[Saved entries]
>>>>>

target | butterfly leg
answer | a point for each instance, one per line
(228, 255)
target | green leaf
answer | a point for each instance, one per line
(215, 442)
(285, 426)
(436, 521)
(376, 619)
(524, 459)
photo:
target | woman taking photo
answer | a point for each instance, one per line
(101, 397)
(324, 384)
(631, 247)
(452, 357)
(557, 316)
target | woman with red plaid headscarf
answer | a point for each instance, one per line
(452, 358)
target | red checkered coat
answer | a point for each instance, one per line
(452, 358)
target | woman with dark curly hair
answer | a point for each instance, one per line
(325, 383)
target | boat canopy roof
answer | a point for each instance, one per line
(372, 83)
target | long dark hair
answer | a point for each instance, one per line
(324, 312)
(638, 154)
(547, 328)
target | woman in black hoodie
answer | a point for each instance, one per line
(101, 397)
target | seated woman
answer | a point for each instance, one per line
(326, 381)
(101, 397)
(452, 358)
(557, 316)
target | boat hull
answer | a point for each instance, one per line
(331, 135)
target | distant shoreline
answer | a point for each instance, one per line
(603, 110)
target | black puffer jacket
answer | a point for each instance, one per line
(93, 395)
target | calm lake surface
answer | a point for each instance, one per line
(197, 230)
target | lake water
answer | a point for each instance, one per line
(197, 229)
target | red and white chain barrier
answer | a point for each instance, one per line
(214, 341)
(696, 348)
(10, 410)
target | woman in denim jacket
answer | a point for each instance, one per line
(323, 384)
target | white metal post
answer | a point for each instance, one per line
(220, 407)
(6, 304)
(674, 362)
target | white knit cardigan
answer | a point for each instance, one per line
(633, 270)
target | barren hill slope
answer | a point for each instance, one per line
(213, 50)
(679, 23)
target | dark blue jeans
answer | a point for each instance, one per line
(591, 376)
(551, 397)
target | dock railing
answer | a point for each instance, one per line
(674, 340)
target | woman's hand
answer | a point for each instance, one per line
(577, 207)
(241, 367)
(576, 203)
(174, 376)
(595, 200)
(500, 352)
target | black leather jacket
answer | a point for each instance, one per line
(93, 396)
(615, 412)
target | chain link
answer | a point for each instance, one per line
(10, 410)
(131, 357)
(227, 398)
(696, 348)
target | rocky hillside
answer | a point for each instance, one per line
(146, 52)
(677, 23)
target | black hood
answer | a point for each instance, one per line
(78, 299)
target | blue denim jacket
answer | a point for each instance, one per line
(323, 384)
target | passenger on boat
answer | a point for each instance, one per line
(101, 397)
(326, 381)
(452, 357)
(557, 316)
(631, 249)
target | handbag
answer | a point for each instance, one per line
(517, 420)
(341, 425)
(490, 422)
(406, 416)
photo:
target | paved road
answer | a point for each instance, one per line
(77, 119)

<<<<<

WHAT IS EXPECTED: Repeat each record word for word.

YOUR RESPONSE:
target | butterfly leg
answer | a point for each instance, one per line
(228, 255)
target | green leaf
answer | a point for each instance, one per line
(215, 442)
(285, 426)
(436, 521)
(376, 619)
(524, 459)
photo:
target | woman taking photo
answer | a point for each instance, one per line
(101, 397)
(324, 384)
(631, 247)
(452, 357)
(557, 316)
target | woman with red plaid headscarf
answer | a point for each instance, one per line
(452, 358)
target | red checkered coat
answer | a point for each instance, one per line
(452, 358)
target | woman with dark curly hair
answer | a point for each instance, one per line
(325, 383)
target | boat canopy roof
answer | a point for each instance, one per line
(372, 83)
target | long dark hair
answer | a point for each instance, one per line
(324, 312)
(638, 154)
(547, 328)
target | woman in black hoodie
answer | a point for each instance, one per line
(101, 397)
target | seated woman
answer | a point for each instance, one per line
(326, 381)
(101, 397)
(452, 358)
(557, 316)
target | boat hull
answer | a point for each instance, one per line
(331, 135)
target | distant shoreline
answer | a point for each instance, one per line
(603, 110)
target | black puffer jacket
answer | a point for each instance, one per line
(93, 395)
target | calm lake surface
answer | a point for each instance, one per line
(197, 230)
target | lake water
answer | a point for each instance, one per line
(197, 229)
target | red and white chain barrier
answer | a point for each instance, one per line
(214, 341)
(696, 348)
(10, 410)
target | woman in denim jacket
answer | a point for each instance, one per line
(323, 384)
target | white metal post
answer | a point for each instance, one per line
(220, 407)
(6, 304)
(674, 362)
target | white knit cardigan
answer | a point for each instance, one per line
(633, 270)
target | barren hill slope
answer | a point for each instance, one per line
(213, 50)
(679, 23)
target | dark blue jeans
answer | a point for each instance, one per line
(591, 376)
(551, 397)
target | dock railing
answer | a point for each instance, one per line
(674, 340)
target | woman's hand
answer | a point for each instance, one per line
(577, 207)
(241, 367)
(576, 203)
(174, 376)
(595, 200)
(500, 352)
target | black leather jacket
answer | a point for each instance, one per line
(93, 396)
(615, 412)
target | chain link
answer | a point for each instance, one per line
(10, 410)
(131, 357)
(227, 398)
(696, 348)
target | rocky hillside
answer | a point for each instance, one per line
(146, 52)
(677, 23)
target | black hood
answer | a point for each instance, one per line
(78, 299)
target | blue denim jacket
answer | a point for each instance, one per line
(323, 384)
target | passenger on boat
answer | a point for each instance, one per line
(101, 397)
(326, 381)
(452, 357)
(557, 316)
(631, 249)
target | handbag
answer | a point for each instance, one per line
(517, 420)
(341, 425)
(490, 422)
(406, 416)
photo:
target | paved road
answer | a point for each instance, one per line
(77, 119)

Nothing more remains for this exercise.